▸ DOCUMENT PASSAGE

[start]

Skip to main content

Fast GTFS validator written in Rust

Project description

GTFS Guru Python

High-performance GTFS feed validator with Python bindings. Written in Rust, exposed via PyO3.

Installation

pip install gtfs-guru

From Source

pip install maturin
maturin build --release
pip install target/wheels/gtfs_guru-*.whl

Quick Start

import gtfs_guru

# Validate a GTFS feed
result = gtfs_guru.validate("/path/to/gtfs.zip")

print(f"Valid: {result.is_valid}")
print(f"Errors: {result.error_count}")
print(f"Warnings: {result.warning_count}")

# Print errors
for error in result.errors():
    print(f"{error.code}: {error.message}")

API Reference

Functions

validate(path, country_code=None, date=None) -> ValidationResult

Validate a GTFS feed.

Parameters:

  • path (str): Path to GTFS zip file or directory
  • country_code (str, optional): ISO country code (e.g., "US", "RU")
  • date (str, optional): Validation date in YYYY-MM-DD format

Returns: ValidationResult object

Example:

result = gtfs_guru.validate(
    "/path/to/gtfs.zip",
    country_code="US",
    date="2025-01-15"
)

async validate_async(path, country_code=None, date=None, on_progress=None) -> ValidationResult

Validate a GTFS feed asynchronously (non-blocking).

Parameters:

  • path (str): Path to GTFS zip file or directory
  • country_code (str, optional): ISO country code
  • date (str, optional): Validation date in YYYY-MM-DD format
  • on_progress (Callable[[ProgressInfo], None], optional): Callback for progress updates

Example:

import asyncio

async def main():
    def on_progress(info):
        print(f"{info.stage}: {info.current}/{info.total}")
        
    result = await gtfs_guru.validate_async(
        "/path/to/gtfs.zip",
        on_progress=on_progress
    )
    
asyncio.run(main())

version() -> str

Get validator version.

>>> gtfs_guru.version()
'0.9.0'

notice_codes() -> list[str]

Get list of all available notice codes.

>>> len(gtfs_guru.notice_codes())
164
>>> gtfs_guru.notice_codes()[:3]
['attribution_without_role', 'bidirectional_exit_gate', 'block_trips_with_overlapping_stop_times']

notice_schema() -> dict

Get schema for all notice types with descriptions and severity levels.

>>> schema = gtfs_guru.notice_schema()
>>> schema['missing_required_field']
{'severity': 'ERROR', 'description': '...'}

Classes

ValidationResult

Result of GTFS validation.

Attributes:

Attribute Type Description
is_valid bool True if no errors
error_count int Number of errors
warning_count int Number of warnings
info_count int Number of info notices
validation_time_seconds float Validation time in seconds
notices list[Notice] All validation notices

Methods:

# Get notices by severity
errors = result.errors()       # List[Notice]
warnings = result.warnings()   # List[Notice]
infos = result.infos()        # List[Notice]

# Filter by notice code
notices = result.by_code("missing_required_field")  # List[Notice]

# Export
result.save_json("/path/to/report.json")
result.save_html("/path/to/report.html")

[end]

▸ DATASET SECTION

[start]

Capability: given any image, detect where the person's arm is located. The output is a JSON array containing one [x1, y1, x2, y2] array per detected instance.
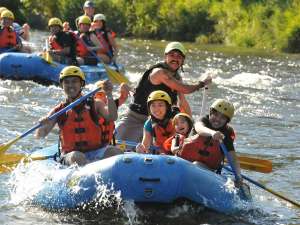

[end]

▸ SET EXERCISE
Continue the GTFS Guru Python documentation from the point where it ends.

▸ ANSWER FOR THE TASK
json_str = result.to_json()   # str
report = result.to_dict()     # dict

Notice

A single validation notice.

Attributes:

Attribute Type Description
code str Notice code (e.g., "missing_required_field")
severity str "ERROR", "WARNING", or "INFO"
message str Human-readable message
file str | None GTFS filename
row int | None CSV row number
field str | None Field name

Methods:

# Get context field
value = notice.get("fieldName")  # Any | None

# Get all context
ctx = notice.context()  # dict[str, Any]

Examples

Basic Validation

import gtfs_guru

result = gtfs_guru.validate("/path/to/gtfs.zip")

if result.is_valid:
    print("Feed is valid!")
else:
    print(f"Found {result.error_count} errors")
    for error in result.errors():
        print(f"  - {error.code}: {error.message}")

Detailed Analysis

from collections import Counter

result = gtfs_guru.validate("/path/to/gtfs.zip")

# Count notices by code
error_counts = Counter(e.code for e in result.errors())
for code, count in error_counts.most_common(10):
    print(f"{code}: {count}")

# Find all missing required fields
for notice in result.by_code("missing_required_field"):
    file = notice.file
    field = notice.get("fieldName")
    row = notice.row
    print(f"{file}:{row} - missing {field}")

Save Reports

result = gtfs_guru.validate("/path/to/gtfs.zip")

# Save JSON report (same format as Java validator)
result.save_json("report.json")

# Save HTML report
result.save_html("report.html")

# Get as Python dict
report = result.to_dict()
summary = report["summary"]
print(f"Agencies: {summary.get('agencies', [])}")
print(f"Routes: {summary.get('routes', {}).get('count', 0)}")

Validation with Options

# Validate for specific country (affects some rules)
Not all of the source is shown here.